··· THE DATA

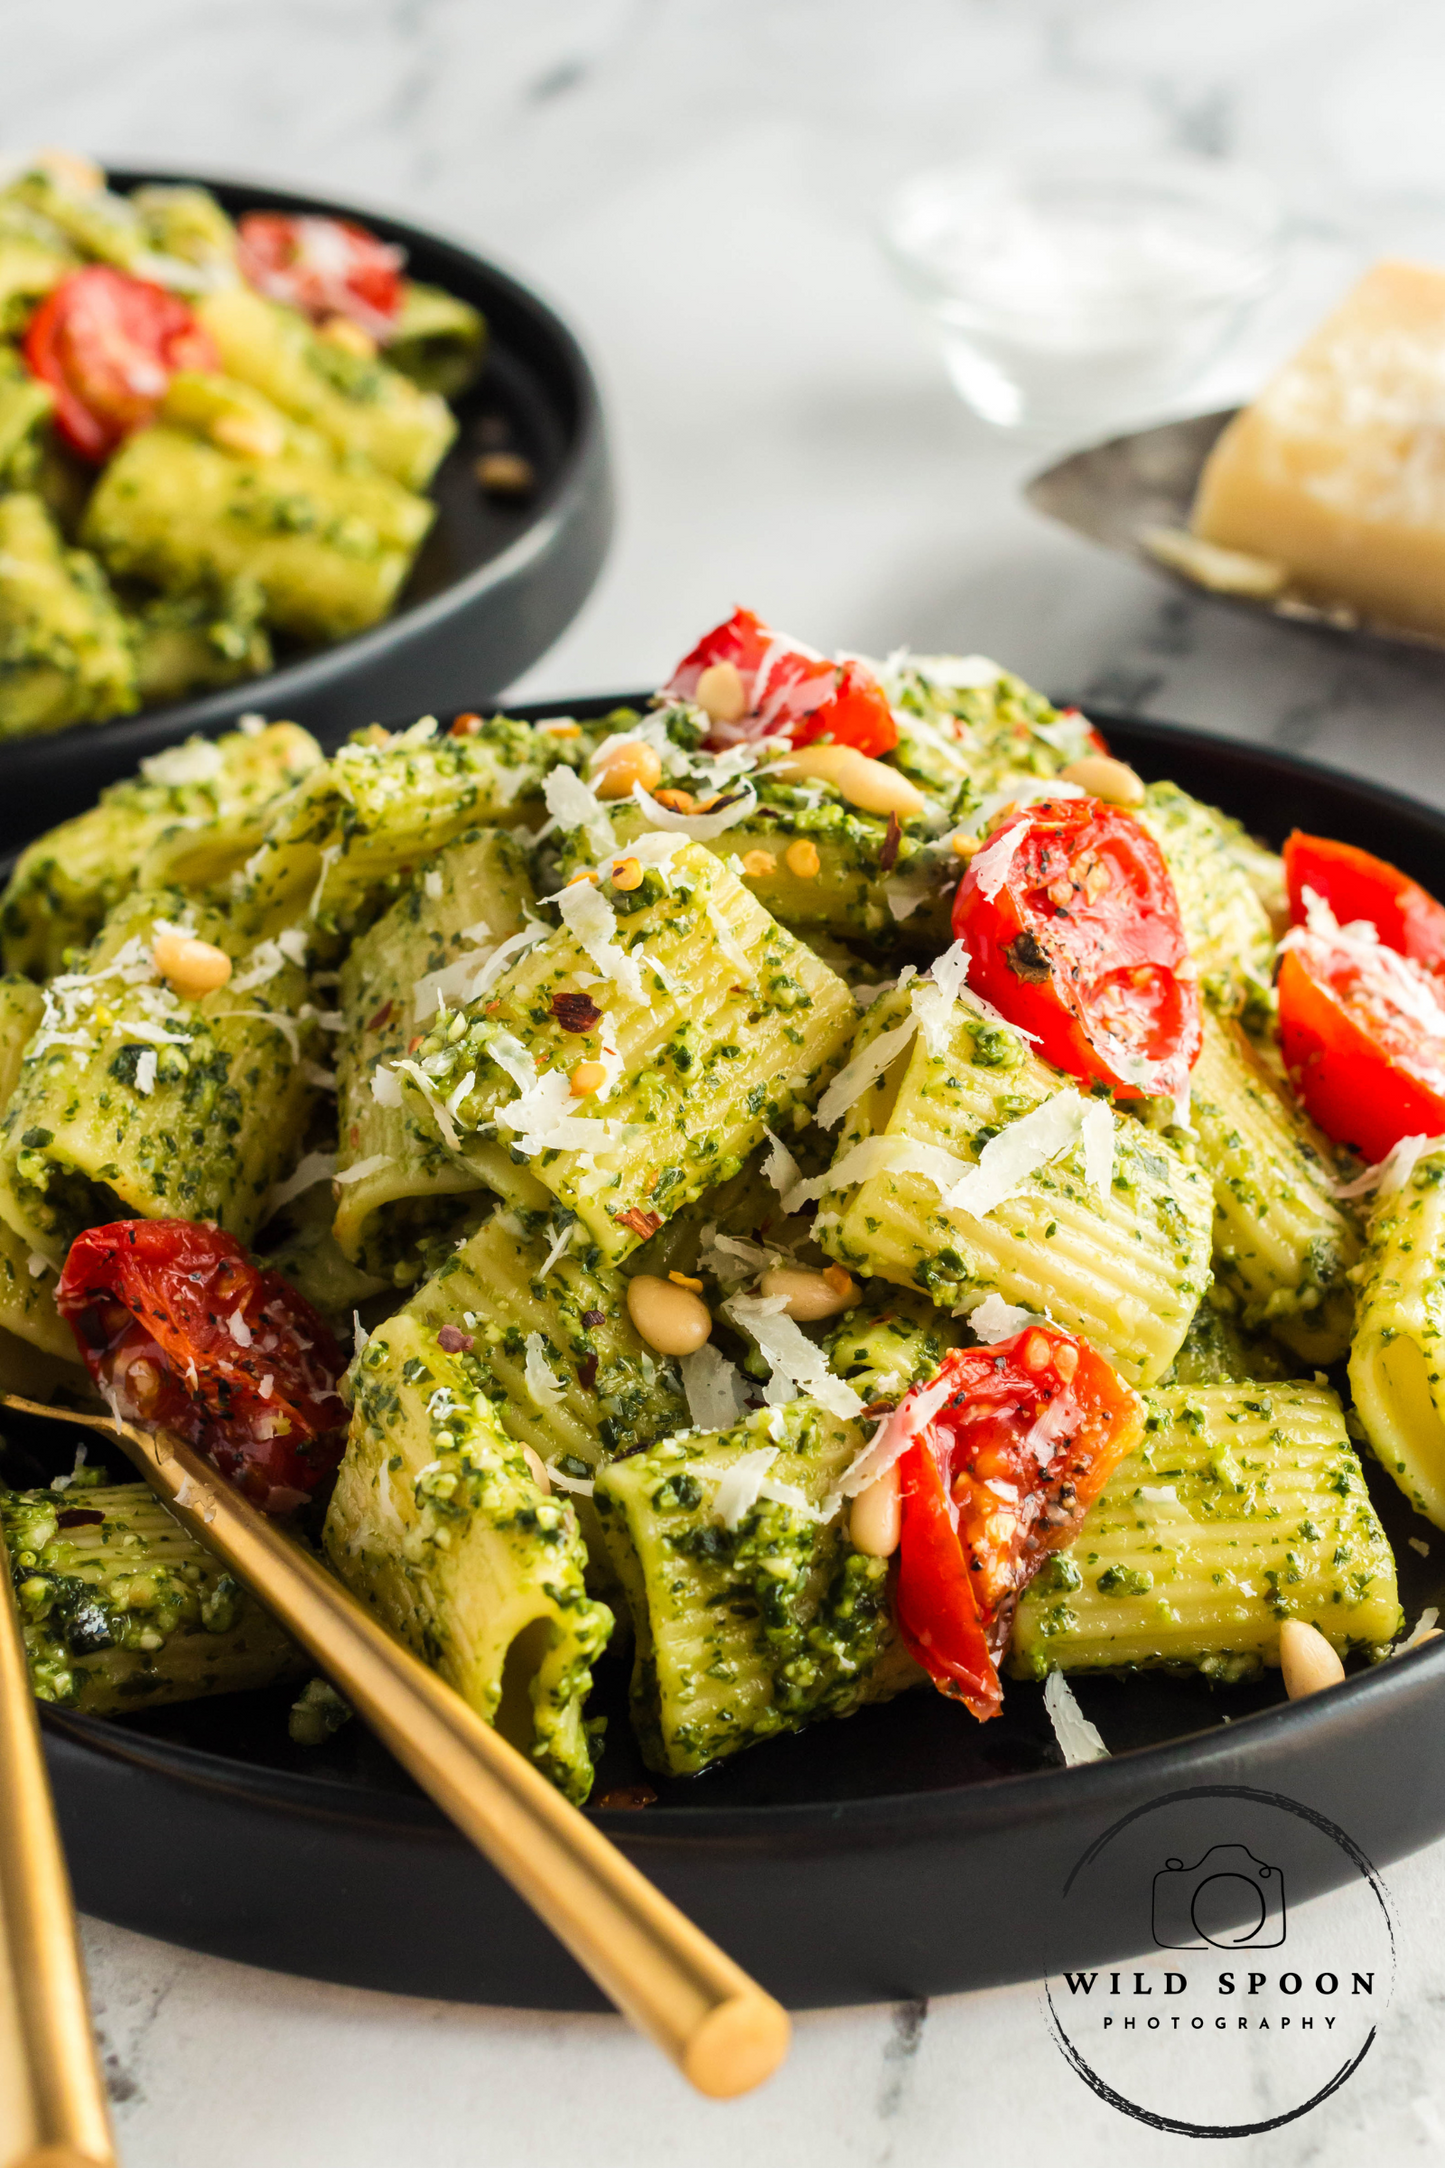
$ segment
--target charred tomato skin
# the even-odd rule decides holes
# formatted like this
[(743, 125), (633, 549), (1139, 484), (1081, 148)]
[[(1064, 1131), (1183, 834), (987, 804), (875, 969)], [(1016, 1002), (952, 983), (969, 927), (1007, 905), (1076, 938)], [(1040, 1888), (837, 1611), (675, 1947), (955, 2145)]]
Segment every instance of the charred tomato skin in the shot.
[(302, 1504), (340, 1461), (345, 1356), (311, 1305), (219, 1228), (92, 1227), (55, 1299), (117, 1412), (174, 1431), (268, 1512)]
[(1018, 1600), (1072, 1542), (1132, 1452), (1143, 1406), (1097, 1349), (1044, 1323), (956, 1350), (910, 1402), (937, 1401), (899, 1461), (899, 1632), (935, 1686), (980, 1719), (998, 1714), (998, 1662)]

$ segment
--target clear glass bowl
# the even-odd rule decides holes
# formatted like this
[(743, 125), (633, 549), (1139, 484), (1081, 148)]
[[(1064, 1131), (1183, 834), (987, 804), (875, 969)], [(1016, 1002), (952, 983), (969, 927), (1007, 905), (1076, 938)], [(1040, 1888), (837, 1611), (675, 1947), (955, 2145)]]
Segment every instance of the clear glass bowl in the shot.
[(1269, 285), (1261, 176), (1184, 158), (1044, 154), (940, 167), (889, 206), (884, 245), (954, 385), (1000, 428), (1157, 412)]

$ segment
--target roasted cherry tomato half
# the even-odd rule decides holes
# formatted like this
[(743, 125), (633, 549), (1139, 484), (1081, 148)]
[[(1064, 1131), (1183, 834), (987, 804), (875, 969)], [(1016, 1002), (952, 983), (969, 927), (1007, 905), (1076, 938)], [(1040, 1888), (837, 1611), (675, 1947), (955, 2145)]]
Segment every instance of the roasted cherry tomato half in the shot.
[(735, 610), (699, 640), (667, 691), (691, 700), (704, 670), (716, 663), (732, 664), (747, 704), (735, 718), (713, 724), (709, 743), (715, 747), (752, 738), (785, 737), (794, 745), (831, 738), (876, 759), (898, 743), (887, 695), (861, 663), (829, 662), (771, 631), (751, 610)]
[(346, 1358), (279, 1273), (193, 1220), (116, 1220), (71, 1245), (55, 1290), (118, 1415), (173, 1430), (269, 1513), (341, 1458)]
[(1367, 926), (1296, 926), (1279, 971), (1279, 1036), (1327, 1137), (1381, 1160), (1445, 1134), (1445, 991)]
[(1015, 814), (953, 903), (969, 984), (1056, 1069), (1123, 1098), (1179, 1099), (1199, 1058), (1199, 988), (1159, 847), (1096, 798)]
[(1133, 1451), (1143, 1406), (1087, 1341), (1038, 1324), (956, 1351), (891, 1420), (906, 1432), (915, 1411), (894, 1609), (934, 1685), (982, 1720), (1019, 1597)]
[(25, 359), (54, 395), (61, 435), (97, 463), (154, 418), (178, 369), (221, 366), (184, 301), (104, 263), (72, 271), (42, 301)]
[(1386, 948), (1398, 949), (1426, 971), (1445, 972), (1445, 904), (1408, 873), (1353, 843), (1302, 835), (1296, 828), (1284, 847), (1284, 875), (1296, 926), (1309, 916), (1308, 889), (1329, 905), (1340, 925), (1367, 919)]
[(287, 218), (279, 211), (248, 211), (238, 232), (236, 261), (258, 293), (318, 323), (349, 316), (380, 341), (395, 331), (404, 249), (349, 220)]

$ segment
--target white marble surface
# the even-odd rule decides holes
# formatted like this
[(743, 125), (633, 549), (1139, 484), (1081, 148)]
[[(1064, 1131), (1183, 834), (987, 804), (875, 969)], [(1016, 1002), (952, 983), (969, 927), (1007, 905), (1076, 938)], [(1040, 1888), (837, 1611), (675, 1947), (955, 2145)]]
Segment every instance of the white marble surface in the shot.
[[(1247, 388), (1372, 254), (1445, 259), (1432, 0), (10, 0), (0, 50), (0, 149), (309, 181), (454, 228), (560, 302), (610, 403), (622, 518), (529, 691), (653, 679), (746, 600), (820, 644), (984, 648), (1445, 802), (1445, 665), (1181, 600), (1048, 528), (1018, 496), (1041, 448), (965, 414), (869, 232), (894, 179), (955, 151), (1251, 160), (1294, 245), (1209, 396)], [(1445, 1849), (1389, 1879), (1403, 1949), (1382, 2037), (1326, 2111), (1236, 2148), (1250, 2158), (1445, 2156)], [(926, 2019), (806, 2017), (778, 2082), (717, 2109), (610, 2021), (319, 1988), (100, 1926), (87, 1946), (130, 2168), (1152, 2162), (1189, 2144), (1088, 2095), (1027, 1987)]]

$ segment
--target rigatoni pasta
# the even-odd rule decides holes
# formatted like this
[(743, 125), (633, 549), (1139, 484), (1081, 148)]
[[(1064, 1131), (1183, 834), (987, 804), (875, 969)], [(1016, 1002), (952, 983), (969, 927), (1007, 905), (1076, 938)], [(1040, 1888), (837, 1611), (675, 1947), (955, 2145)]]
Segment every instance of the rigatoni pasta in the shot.
[[(911, 1020), (906, 1000), (879, 1005), (879, 1030)], [(943, 1031), (935, 1053), (920, 1029), (855, 1103), (819, 1215), (824, 1246), (941, 1307), (996, 1289), (1047, 1309), (1149, 1384), (1182, 1344), (1208, 1278), (1211, 1204), (1199, 1170), (1168, 1137), (1096, 1101), (1108, 1140), (1101, 1183), (1088, 1178), (1076, 1122), (1076, 1141), (1056, 1144), (984, 1215), (950, 1207), (948, 1190), (987, 1144), (1043, 1115), (1059, 1079), (1017, 1033), (966, 1008)], [(1060, 1141), (1073, 1109), (1061, 1111)]]
[(1417, 1160), (1370, 1219), (1350, 1390), (1380, 1465), (1445, 1528), (1445, 1153)]
[[(175, 994), (156, 963), (169, 928), (233, 957), (227, 983)], [(0, 1218), (56, 1264), (83, 1227), (127, 1214), (254, 1234), (315, 1098), (305, 992), (294, 947), (238, 941), (178, 891), (117, 905), (46, 991), (0, 1121)]]
[(1175, 1664), (1228, 1681), (1278, 1662), (1282, 1619), (1342, 1654), (1399, 1631), (1395, 1561), (1333, 1392), (1174, 1386), (1147, 1406), (1143, 1445), (1019, 1606), (1023, 1676)]
[(616, 1263), (806, 1104), (853, 1004), (695, 844), (614, 860), (562, 910), (428, 1034), (403, 1089), (464, 1162), (472, 1137), (511, 1144)]
[[(279, 396), (202, 390), (198, 442)], [(983, 658), (746, 612), (600, 724), (177, 748), (0, 904), (0, 1379), (59, 1369), (63, 1314), (118, 1405), (181, 1390), (136, 1260), (224, 1252), (292, 1372), (211, 1303), (222, 1446), (283, 1499), (340, 1456), (333, 1570), (574, 1799), (629, 1633), (669, 1780), (928, 1681), (962, 1722), (1005, 1672), (1228, 1686), (1286, 1626), (1371, 1661), (1352, 1438), (1445, 1526), (1445, 1182), (1305, 1111), (1289, 976), (1383, 934), (1286, 861)], [(148, 1693), (241, 1682), (160, 1640)]]
[[(430, 1122), (379, 1099), (383, 1070), (404, 1058), (449, 999), (495, 975), (535, 904), (521, 844), (506, 829), (460, 837), (347, 957), (337, 1060), (336, 1239), (357, 1264), (414, 1278), (418, 1237), (455, 1221), (479, 1178), (446, 1150)], [(385, 1079), (383, 1078), (383, 1082)]]
[(576, 1514), (539, 1485), (465, 1356), (415, 1316), (357, 1366), (326, 1550), (478, 1715), (586, 1798), (582, 1710), (612, 1617), (584, 1593)]

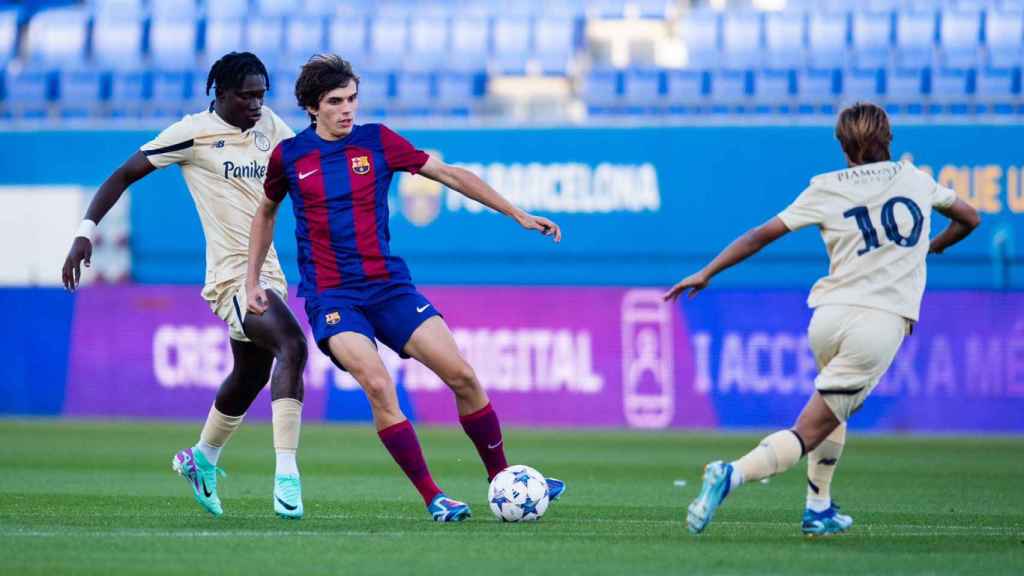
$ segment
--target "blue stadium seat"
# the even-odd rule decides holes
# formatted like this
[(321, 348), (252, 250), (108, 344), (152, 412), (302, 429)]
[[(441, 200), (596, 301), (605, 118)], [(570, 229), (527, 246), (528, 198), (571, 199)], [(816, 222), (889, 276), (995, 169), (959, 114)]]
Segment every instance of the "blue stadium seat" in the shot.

······

**TASK OBJECTIVE**
Provide an exact transcript of the lines from the one that holds "169), (959, 114)]]" through the final line of the data above.

**ANSWER TO THIS PROBLEM**
[[(441, 200), (596, 301), (605, 118)], [(570, 229), (527, 246), (528, 198), (571, 199)], [(816, 222), (889, 276), (995, 169), (959, 114)]]
Segment every instance of the "blue stadium seat" in the shot.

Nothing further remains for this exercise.